Output the lines of these records verbatim, from the first line to the last, and leave out the pictures.

BEGIN Input for this task

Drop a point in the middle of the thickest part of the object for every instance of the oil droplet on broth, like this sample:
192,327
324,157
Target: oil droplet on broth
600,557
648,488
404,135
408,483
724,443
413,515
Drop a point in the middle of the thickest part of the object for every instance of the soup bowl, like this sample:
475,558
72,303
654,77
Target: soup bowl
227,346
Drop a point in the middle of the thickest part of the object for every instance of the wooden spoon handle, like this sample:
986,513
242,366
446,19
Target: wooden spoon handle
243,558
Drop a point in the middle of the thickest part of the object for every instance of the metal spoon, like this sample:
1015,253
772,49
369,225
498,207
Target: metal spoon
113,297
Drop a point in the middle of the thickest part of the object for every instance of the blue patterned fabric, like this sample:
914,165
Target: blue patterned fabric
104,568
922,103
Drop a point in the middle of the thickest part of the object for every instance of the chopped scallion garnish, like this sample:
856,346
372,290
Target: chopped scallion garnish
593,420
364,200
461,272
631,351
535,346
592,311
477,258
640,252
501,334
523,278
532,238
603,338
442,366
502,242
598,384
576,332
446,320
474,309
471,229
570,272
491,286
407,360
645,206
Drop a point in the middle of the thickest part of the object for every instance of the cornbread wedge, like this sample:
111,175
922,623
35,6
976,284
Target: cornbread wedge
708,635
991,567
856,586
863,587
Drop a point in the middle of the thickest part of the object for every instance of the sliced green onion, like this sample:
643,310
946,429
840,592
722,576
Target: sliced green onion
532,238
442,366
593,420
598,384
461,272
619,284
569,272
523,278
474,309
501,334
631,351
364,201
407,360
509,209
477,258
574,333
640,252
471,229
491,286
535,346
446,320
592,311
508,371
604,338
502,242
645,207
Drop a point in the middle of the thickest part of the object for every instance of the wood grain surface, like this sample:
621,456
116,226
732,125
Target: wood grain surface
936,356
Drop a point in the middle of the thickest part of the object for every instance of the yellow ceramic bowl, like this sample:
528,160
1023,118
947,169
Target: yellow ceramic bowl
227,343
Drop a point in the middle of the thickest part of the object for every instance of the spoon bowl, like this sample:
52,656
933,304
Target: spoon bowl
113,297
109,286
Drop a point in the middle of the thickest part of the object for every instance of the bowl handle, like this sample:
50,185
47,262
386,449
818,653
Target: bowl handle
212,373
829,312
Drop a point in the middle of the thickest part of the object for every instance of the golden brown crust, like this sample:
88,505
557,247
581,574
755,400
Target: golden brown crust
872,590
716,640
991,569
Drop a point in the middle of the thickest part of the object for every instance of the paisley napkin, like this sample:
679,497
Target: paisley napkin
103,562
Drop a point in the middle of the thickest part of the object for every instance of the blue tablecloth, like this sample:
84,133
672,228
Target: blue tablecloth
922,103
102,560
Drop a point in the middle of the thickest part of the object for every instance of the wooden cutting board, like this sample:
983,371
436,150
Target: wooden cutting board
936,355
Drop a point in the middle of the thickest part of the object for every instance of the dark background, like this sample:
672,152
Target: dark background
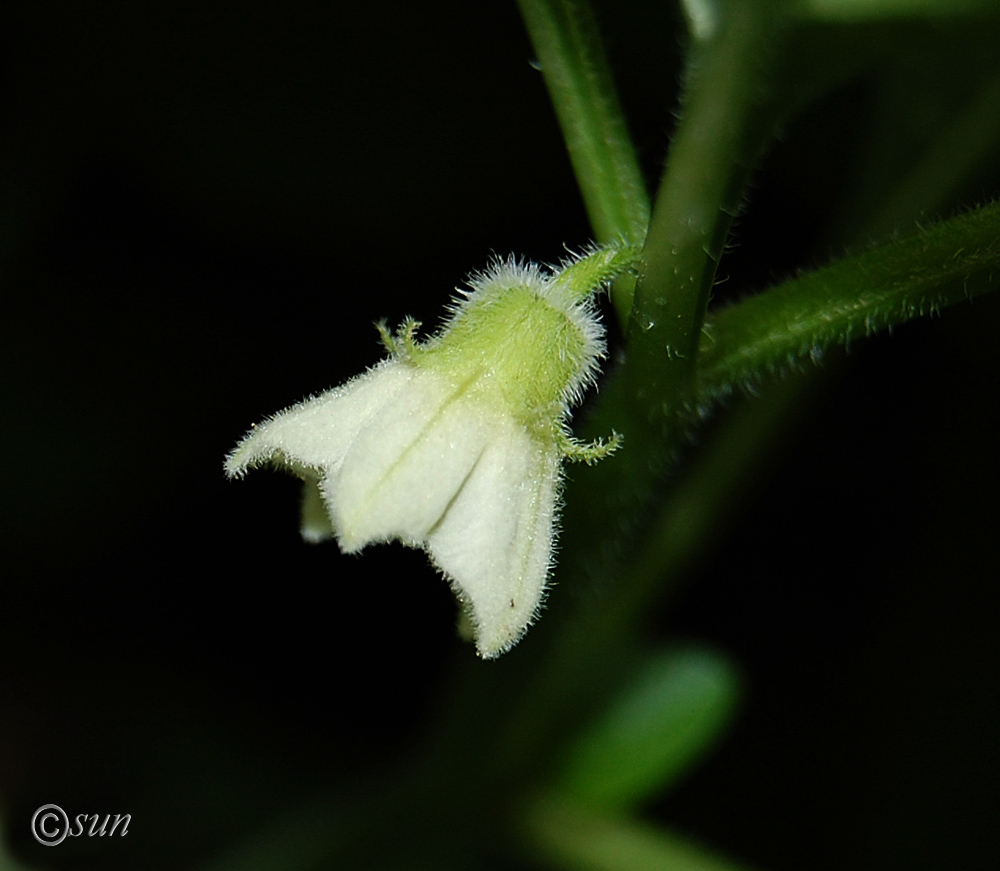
204,207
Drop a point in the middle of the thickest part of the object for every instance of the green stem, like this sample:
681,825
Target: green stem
794,323
567,43
728,118
573,838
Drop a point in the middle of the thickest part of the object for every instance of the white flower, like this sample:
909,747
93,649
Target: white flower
454,445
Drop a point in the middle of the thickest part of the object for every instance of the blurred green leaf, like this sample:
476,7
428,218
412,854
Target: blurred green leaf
657,729
797,321
573,838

END Input for this task

→ **Correct result**:
Drop a point in the middle of the thickest part of the object for every instance of the oil droplet on broth, like this sample:
192,327
324,157
Target: oil droplet on broth
600,557
648,488
404,135
408,483
724,443
413,515
Drop a point in the middle of the thickest part of the object for every instance of the soup bowl, like this sample:
475,558
72,303
654,77
Target: soup bowl
227,346
Drop a point in the middle of the thickest part of the object for every instance of the wooden spoon handle, like this sample:
986,513
242,366
446,19
Target: wooden spoon handle
243,558
Drop a point in the middle of the thickest part of the object for every instance of the metal spoon, like this sample:
1015,253
772,49
369,225
498,207
Target: metal spoon
113,297
Drop a point in the middle of the thickest part of the object for every instance of the blue patterned fabric, like this sample:
914,165
Target: blue patterned fabric
104,568
922,103
Drop a point in the middle of the thickest part of the object for every instance of the chopped scallion garnish, like this sample:
856,346
372,290
Target: chopped scallion garnish
593,420
364,200
461,272
631,351
535,346
592,311
477,258
640,252
501,334
523,278
532,238
603,338
442,366
502,242
598,384
576,332
446,320
474,309
471,229
570,272
491,286
407,360
645,206
Drop a point in the middle of the thickest part of the object for every instance of the cornbread wedge, like this sample:
111,175
922,623
35,6
976,284
Target: cornbread wedge
708,635
991,567
856,586
863,587
Drop a point in the middle of the thickest part of the object for every instance of the sliced green onion, like this sample:
643,310
946,429
840,592
722,576
Target: sliced green onion
532,238
442,366
593,420
598,384
461,272
619,284
569,272
523,278
474,309
501,334
631,351
364,201
407,360
509,209
477,258
574,333
640,252
471,229
491,286
535,346
446,320
592,311
508,371
604,338
502,242
645,207
Drop a point in the middle of the thickest part of the object for every instance of the wood grain surface, like this sample:
621,456
116,226
732,125
Target: wood grain surface
936,356
Drop a point in the middle of the thickest part of the object for every instance of the yellow ceramic bowl, like this sample:
528,160
1023,118
947,169
Target: yellow ceramic bowl
227,343
Drop a point in the middle of the thickest part of the object for every instance of the spoon bowl, like this sample:
52,656
933,304
Target: spoon bowl
113,297
109,286
Drop a point in the middle of the thickest part of the object for every instance of the bowl handle, like this sample:
50,185
47,262
386,449
818,653
Target: bowl handle
212,373
829,312
Drop a point in the middle of the thickest part of the object for every instance of the golden brown crust, like this sample:
88,505
557,247
581,574
755,400
Target: golden brown crust
872,590
716,640
991,569
Drop a point in the middle of the thickest part of the object for every instance of the paisley napkin, like this sample:
679,497
Target: paisley napkin
103,562
Drop a point in the middle of the thickest part of the object for every instance of the blue tablecloth, like this sample:
84,133
672,228
Target: blue tablecloth
922,103
102,560
Drop a point in the middle of the thickest part of the object for every instance of the wooden cutting board, like this sample:
983,371
436,150
Target: wooden cutting board
936,355
Drop a point in the middle of the thickest part of the object for every instance of the dark background, like this sample:
672,152
Target: dark background
204,207
Drop a point in the middle of the thickest part of the object for every instance of the green stem, like this sample:
681,825
Target: green stem
794,323
567,43
728,118
573,838
Drop a point in the middle of the thickest part of the object for every instance of the white flower, like this sample:
909,747
93,649
Target: white flower
454,445
Drop a point in the middle of the thickest part of the object for every instance of the blurred green leaf, like this sample:
476,7
428,218
412,854
Target: blurred green leaf
657,729
797,321
573,838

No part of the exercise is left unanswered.